EXERCISE INPUTS ▸
╭──
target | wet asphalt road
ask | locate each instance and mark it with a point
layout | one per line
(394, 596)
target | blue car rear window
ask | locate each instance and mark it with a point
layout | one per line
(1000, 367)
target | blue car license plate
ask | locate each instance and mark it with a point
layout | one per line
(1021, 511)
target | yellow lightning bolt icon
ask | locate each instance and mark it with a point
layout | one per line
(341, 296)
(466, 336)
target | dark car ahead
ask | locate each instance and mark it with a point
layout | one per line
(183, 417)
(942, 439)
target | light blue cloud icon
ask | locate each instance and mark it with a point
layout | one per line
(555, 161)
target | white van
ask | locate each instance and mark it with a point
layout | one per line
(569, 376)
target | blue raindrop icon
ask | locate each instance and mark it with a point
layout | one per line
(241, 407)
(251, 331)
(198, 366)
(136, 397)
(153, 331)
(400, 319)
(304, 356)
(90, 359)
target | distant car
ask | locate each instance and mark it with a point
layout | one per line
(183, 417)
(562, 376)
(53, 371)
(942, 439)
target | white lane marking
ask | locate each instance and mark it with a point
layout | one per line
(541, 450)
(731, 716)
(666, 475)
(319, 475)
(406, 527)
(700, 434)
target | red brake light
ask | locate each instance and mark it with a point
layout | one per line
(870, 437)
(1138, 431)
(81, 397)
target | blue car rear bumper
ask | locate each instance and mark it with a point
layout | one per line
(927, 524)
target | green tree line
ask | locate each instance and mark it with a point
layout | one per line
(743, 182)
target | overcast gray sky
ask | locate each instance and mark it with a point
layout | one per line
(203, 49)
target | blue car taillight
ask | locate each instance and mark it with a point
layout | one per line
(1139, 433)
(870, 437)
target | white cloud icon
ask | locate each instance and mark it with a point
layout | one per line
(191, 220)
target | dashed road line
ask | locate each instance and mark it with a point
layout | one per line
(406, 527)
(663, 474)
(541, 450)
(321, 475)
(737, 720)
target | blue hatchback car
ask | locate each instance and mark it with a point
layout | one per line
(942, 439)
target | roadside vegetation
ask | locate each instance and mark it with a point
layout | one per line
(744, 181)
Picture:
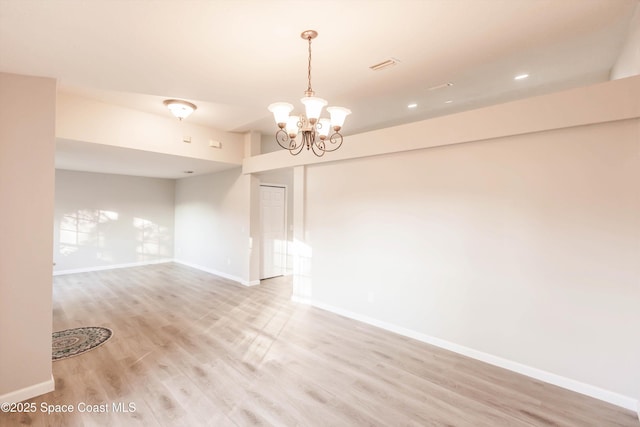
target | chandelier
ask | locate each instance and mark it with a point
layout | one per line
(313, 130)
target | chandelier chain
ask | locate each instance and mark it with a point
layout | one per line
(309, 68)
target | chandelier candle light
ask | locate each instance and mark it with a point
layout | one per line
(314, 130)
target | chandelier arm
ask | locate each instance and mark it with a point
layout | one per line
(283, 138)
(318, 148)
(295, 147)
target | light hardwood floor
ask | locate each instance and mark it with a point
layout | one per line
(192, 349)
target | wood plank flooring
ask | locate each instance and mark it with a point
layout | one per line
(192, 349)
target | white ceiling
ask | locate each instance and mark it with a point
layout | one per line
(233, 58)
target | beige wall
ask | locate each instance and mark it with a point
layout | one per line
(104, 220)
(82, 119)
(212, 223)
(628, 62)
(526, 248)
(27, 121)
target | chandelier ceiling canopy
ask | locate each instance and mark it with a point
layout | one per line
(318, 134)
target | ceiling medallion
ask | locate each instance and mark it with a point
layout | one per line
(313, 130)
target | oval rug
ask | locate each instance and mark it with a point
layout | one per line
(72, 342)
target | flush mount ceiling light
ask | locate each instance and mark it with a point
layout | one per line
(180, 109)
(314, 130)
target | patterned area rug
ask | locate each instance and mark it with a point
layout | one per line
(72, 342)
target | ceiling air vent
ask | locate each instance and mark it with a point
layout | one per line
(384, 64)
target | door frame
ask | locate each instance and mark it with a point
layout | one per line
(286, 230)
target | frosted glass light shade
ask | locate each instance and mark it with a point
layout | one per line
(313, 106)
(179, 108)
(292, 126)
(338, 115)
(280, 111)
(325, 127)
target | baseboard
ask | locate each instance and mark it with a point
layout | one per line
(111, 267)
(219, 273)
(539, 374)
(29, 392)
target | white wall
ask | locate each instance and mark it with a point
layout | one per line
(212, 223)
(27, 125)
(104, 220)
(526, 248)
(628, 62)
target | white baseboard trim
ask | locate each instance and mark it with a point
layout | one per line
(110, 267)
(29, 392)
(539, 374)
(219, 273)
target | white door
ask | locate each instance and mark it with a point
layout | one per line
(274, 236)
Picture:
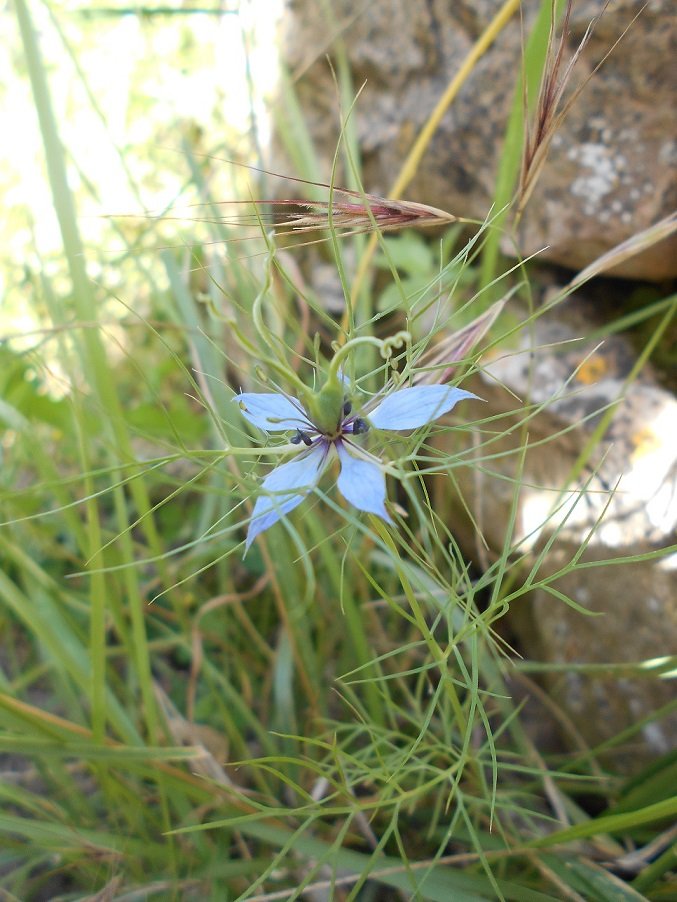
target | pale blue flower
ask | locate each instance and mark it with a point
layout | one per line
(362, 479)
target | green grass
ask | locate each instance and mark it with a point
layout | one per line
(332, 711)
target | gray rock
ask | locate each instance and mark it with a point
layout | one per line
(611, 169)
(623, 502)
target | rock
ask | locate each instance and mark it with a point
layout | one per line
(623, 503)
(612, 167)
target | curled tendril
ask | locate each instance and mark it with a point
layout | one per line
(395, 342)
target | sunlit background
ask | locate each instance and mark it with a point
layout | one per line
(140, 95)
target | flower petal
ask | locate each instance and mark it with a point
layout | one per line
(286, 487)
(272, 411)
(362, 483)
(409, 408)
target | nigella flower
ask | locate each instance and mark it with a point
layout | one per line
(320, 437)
╰──
╭──
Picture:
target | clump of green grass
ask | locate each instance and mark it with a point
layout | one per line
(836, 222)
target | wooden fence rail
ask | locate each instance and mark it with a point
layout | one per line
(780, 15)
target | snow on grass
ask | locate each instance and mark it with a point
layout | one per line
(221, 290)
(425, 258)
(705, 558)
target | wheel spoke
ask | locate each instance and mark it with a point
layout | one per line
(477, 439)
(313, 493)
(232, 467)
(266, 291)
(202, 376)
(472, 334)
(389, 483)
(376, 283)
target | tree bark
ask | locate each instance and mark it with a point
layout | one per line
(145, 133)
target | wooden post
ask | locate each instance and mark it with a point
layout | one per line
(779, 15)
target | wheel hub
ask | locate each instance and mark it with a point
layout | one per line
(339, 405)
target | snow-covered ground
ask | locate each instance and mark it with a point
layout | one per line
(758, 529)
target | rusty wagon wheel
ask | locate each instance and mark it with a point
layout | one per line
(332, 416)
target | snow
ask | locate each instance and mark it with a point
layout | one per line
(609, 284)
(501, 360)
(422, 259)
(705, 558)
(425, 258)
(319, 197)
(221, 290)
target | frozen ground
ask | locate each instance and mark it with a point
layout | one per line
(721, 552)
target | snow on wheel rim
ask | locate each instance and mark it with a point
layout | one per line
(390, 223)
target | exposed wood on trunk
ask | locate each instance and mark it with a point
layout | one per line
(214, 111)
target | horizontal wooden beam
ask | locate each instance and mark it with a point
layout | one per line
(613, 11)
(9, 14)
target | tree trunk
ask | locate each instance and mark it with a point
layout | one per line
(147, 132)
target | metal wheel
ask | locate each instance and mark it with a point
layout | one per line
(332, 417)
╰──
╭──
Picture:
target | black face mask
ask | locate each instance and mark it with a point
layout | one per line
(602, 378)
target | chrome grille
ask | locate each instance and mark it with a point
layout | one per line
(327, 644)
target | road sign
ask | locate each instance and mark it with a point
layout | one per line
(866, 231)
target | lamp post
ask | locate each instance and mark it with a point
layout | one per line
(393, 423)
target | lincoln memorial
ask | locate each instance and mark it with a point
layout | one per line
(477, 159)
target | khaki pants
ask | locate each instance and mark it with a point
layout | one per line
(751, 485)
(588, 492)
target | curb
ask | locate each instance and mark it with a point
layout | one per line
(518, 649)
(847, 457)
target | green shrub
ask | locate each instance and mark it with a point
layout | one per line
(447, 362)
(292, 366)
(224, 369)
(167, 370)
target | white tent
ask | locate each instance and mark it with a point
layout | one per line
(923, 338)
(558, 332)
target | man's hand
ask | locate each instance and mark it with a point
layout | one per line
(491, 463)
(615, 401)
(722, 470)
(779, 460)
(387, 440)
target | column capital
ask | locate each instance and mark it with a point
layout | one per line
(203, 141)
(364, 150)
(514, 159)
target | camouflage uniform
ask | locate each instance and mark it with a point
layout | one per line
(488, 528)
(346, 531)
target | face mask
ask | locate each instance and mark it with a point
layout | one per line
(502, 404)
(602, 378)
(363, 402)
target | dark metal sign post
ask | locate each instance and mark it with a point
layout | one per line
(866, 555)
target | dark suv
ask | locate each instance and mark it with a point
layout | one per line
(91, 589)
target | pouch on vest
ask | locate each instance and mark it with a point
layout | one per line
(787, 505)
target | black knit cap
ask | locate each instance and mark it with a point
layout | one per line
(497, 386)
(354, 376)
╰──
PROBLEM REQUIREMENTS ▸ State how many lines in the data above contain the word "trunk". Reply with the number alone.

RESPONSE TO THIS TASK ▸ 2